* WHAT THE EXERCISE ASKS *
Reproduce every entry in the listing without alteration.

* INPUT RECORDS *
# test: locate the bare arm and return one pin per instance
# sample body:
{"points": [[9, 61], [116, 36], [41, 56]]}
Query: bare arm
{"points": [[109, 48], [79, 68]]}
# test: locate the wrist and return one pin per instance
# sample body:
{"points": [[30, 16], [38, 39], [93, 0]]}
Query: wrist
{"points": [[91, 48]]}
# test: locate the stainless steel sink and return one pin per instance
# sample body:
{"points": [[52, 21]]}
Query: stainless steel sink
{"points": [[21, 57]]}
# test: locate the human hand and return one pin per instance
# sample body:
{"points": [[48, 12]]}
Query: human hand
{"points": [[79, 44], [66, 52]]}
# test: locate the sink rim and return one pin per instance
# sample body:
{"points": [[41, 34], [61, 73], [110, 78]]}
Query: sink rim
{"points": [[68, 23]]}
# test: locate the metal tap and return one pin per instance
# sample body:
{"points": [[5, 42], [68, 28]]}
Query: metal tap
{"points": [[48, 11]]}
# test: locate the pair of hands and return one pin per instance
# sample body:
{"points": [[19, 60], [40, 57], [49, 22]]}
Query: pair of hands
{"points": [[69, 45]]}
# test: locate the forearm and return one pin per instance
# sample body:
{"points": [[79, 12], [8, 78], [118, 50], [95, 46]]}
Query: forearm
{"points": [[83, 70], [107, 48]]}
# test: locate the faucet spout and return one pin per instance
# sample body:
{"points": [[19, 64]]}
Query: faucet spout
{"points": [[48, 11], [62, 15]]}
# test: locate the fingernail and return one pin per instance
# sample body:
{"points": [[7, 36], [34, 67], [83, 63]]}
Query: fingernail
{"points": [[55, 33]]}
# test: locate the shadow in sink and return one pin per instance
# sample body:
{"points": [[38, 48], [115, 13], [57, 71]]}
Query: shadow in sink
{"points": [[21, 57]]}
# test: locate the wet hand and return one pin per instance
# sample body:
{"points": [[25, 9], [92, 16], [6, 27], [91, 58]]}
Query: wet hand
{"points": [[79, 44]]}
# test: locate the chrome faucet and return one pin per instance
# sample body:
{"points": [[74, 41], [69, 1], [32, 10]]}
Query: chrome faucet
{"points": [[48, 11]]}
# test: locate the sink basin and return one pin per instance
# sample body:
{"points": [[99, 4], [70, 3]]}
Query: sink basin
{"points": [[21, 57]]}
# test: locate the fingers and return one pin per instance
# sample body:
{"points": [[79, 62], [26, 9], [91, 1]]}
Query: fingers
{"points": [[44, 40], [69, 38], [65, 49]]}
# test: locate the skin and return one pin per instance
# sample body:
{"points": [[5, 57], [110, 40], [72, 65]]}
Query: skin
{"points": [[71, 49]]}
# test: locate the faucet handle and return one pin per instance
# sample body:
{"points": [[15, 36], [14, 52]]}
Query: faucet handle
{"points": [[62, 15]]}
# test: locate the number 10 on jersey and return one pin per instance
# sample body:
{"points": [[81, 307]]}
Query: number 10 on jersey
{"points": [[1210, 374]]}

* THE COMPLETED TASK *
# test: locate the bare arm and return one pin per instance
# sample body:
{"points": [[9, 61], [116, 36], [41, 56]]}
Query: bare arm
{"points": [[109, 48], [79, 68]]}
# test: locate the wrist and return one pin per instance
# sample body:
{"points": [[30, 16], [38, 39], [93, 0]]}
Query: wrist
{"points": [[91, 48]]}
# test: locate the stainless steel sink and return one pin per instance
# sample body:
{"points": [[52, 21]]}
Query: stainless steel sink
{"points": [[21, 57]]}
# test: locate the human hand and return one pin per instance
# sample body:
{"points": [[48, 12]]}
Query: human hand
{"points": [[79, 44], [66, 52]]}
# test: locate the sink rim and return one pin per instance
# sample body:
{"points": [[41, 34], [61, 73], [110, 78]]}
Query: sink rim
{"points": [[68, 23]]}
# test: locate the metal tap and return one pin per instance
# sample body:
{"points": [[5, 42], [68, 28]]}
Query: metal tap
{"points": [[48, 11]]}
# test: locate the pair of hands and return one pin per instance
# sample body:
{"points": [[19, 60], [40, 57], [49, 22]]}
Query: pair of hands
{"points": [[69, 45]]}
# test: locate the forearm and return one pin per instance
# sample body:
{"points": [[79, 12], [8, 78], [118, 50], [95, 46]]}
Query: forearm
{"points": [[83, 70], [107, 48]]}
# test: locate the faucet spout and return one pin per instance
# sample body:
{"points": [[19, 64]]}
Query: faucet spout
{"points": [[48, 11], [62, 15]]}
# test: locate the fingernail and return one pin per instance
# sample body:
{"points": [[7, 36], [34, 67], [83, 63]]}
Query: fingernail
{"points": [[55, 33]]}
# test: locate the shadow in sink and return one pin per instance
# sample body:
{"points": [[38, 48], [115, 13], [57, 71]]}
Query: shadow in sink
{"points": [[21, 57]]}
# test: locate the wet hand and return one pin per instance
# sample body:
{"points": [[25, 9], [92, 16], [6, 27], [91, 58]]}
Query: wet hand
{"points": [[79, 44]]}
# test: locate the chrome faucet and return one pin per instance
# sample body:
{"points": [[74, 41], [69, 1], [32, 10]]}
Query: chrome faucet
{"points": [[48, 11]]}
# test: locate the sink basin and return one pin per instance
# sample body:
{"points": [[99, 4], [70, 3]]}
Query: sink basin
{"points": [[21, 57]]}
# test: locate the fingers and return one pin per instance
# sample body:
{"points": [[79, 62], [26, 9], [91, 1]]}
Query: fingers
{"points": [[44, 40], [69, 38], [65, 49]]}
# test: locate the skin and return one pin per instance
# sample body:
{"points": [[5, 57], [110, 40], [72, 65]]}
Query: skin
{"points": [[71, 49]]}
# test: locate the faucet handle and return one pin per instance
# sample body:
{"points": [[15, 36], [14, 52]]}
Query: faucet handle
{"points": [[62, 15]]}
# test: locate the number 10 on jersey and return one pin per instance
# sample body:
{"points": [[81, 307]]}
Query: number 10 on jersey
{"points": [[1210, 374]]}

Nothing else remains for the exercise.